- _Objective_:
Answer these questions about the forum thread on the robots.txt Allow directive:
(a) According to JohnW, what happens by default to anything not stated as disallow?
(b) Which search engine did JohnW say was the only one supporting the Allow: statement the last time he looked?
(c) What Disallow line appears in the version Dj Morri says he is adding now?

PDA

View Full Version : Robots: Allow: /*=site


Dj Morri
03-05-2009, 07:11 PM
Hi,

I would like to know if the following string on the robots.txt will allow Googlebot to read any URL that included the string =site no matter where that string occurs in the URL ???

User-agent: Googlebot
Allow: /*=site

What about Yahoo and MSN ??

User-agent: *
Allow: /*=site

JohnW
03-05-2009, 09:29 PM
The default is to allow everything that is not stated as disallow.I don't believe the Allow: statement is relevant, so I doubt if it matters how you do it. The statement you cite basically says:

Allow: /*=site
Allow: /

Dj Morri
03-06-2009, 11:23 AM
Hi John,

We are blocking all our "buscar folder" under search results but I want to allow only our own internal search results to be indexed.


The only word that is different from other search results on our site is the word "site" so how can I specify that all URLS that contains the word "site" under the "buscar Folder" are index?

Thank you

JohnW
03-06-2009, 11:40 AM
DJ, the robots.txt you originally provided, by itself, is not going to accomplish anything at all.

User-agent: Googlebot
Allow: /*=site

If you want it to matter, it would need to look like this:

User-agent: Googlebot
Disallow: /
Allow: /*=site

The above is now saying to disallow everything except for what is allowed.

If you do the same thing only instead of Googlebot you make it be User-agent:* then don't expect it to work for you at Yahoo, MSN etc. Last time I looked, the statement for Allow: was NOT really a part of robots.txt protocol and something only supported by Google.

So if I understand you correctly it could look something like this:

User-agent: Googlebot
Disallow: /
Allow: /*=site

As far as dealing with this for ALL search engines perhaps using a dynamically inserted noindex meta tag on certain pages would be better. But you could go ahead check and see if other SEs have decided to support Allow: and if so, how they use it.

Dj Morri
03-06-2009, 11:45 AM
Thanks John, I will try that string,

Thanks

Dj Morri
03-06-2009, 11:55 AM
This is the string that I am adding now:

User-agent: Googlebot
Disallow: /buscar/
Allow: /buscar/*=site

- _Provided material_:
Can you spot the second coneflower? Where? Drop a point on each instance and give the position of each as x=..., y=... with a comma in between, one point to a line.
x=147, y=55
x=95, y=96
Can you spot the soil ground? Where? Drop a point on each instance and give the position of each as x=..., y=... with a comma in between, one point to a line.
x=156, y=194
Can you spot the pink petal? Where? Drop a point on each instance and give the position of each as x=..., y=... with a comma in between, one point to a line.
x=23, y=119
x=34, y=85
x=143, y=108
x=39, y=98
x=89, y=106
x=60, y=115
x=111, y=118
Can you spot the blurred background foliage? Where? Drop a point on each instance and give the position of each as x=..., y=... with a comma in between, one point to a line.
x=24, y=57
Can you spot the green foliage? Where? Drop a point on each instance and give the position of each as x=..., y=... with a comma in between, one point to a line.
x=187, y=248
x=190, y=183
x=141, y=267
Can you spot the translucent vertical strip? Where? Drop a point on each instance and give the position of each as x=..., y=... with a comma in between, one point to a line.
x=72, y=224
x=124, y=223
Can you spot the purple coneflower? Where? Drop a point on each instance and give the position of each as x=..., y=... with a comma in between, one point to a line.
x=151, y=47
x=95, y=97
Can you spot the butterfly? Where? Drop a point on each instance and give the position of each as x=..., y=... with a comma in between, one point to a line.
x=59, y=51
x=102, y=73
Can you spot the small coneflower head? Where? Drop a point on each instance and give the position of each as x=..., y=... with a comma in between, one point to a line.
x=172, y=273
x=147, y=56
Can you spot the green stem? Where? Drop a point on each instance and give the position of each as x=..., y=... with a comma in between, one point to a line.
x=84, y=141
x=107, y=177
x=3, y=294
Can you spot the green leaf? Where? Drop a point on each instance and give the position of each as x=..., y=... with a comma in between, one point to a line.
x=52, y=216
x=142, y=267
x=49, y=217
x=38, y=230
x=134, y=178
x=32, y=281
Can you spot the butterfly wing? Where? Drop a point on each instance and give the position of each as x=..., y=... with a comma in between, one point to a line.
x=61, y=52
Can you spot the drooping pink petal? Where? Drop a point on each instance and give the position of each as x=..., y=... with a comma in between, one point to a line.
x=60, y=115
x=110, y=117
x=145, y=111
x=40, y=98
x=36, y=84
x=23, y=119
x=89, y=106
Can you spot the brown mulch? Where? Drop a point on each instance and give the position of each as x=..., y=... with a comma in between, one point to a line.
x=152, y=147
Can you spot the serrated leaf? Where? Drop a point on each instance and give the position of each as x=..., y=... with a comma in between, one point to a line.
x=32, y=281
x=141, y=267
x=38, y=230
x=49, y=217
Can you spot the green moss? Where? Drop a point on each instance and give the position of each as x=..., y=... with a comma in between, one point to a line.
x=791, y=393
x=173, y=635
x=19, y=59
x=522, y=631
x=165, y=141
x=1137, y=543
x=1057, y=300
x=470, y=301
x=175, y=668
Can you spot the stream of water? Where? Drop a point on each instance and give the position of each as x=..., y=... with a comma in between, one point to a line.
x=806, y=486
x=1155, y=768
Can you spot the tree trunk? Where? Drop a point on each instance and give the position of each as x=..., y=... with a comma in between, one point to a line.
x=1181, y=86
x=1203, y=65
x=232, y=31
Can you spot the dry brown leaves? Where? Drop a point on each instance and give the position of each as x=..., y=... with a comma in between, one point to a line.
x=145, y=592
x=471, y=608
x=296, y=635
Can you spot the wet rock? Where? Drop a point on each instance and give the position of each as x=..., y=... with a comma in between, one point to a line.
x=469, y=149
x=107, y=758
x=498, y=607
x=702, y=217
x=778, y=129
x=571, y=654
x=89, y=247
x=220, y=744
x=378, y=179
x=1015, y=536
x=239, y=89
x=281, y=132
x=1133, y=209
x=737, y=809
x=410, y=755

- _Task response_:
(a) It is allowed.
(b) Google.
(c) Disallow: /buscar/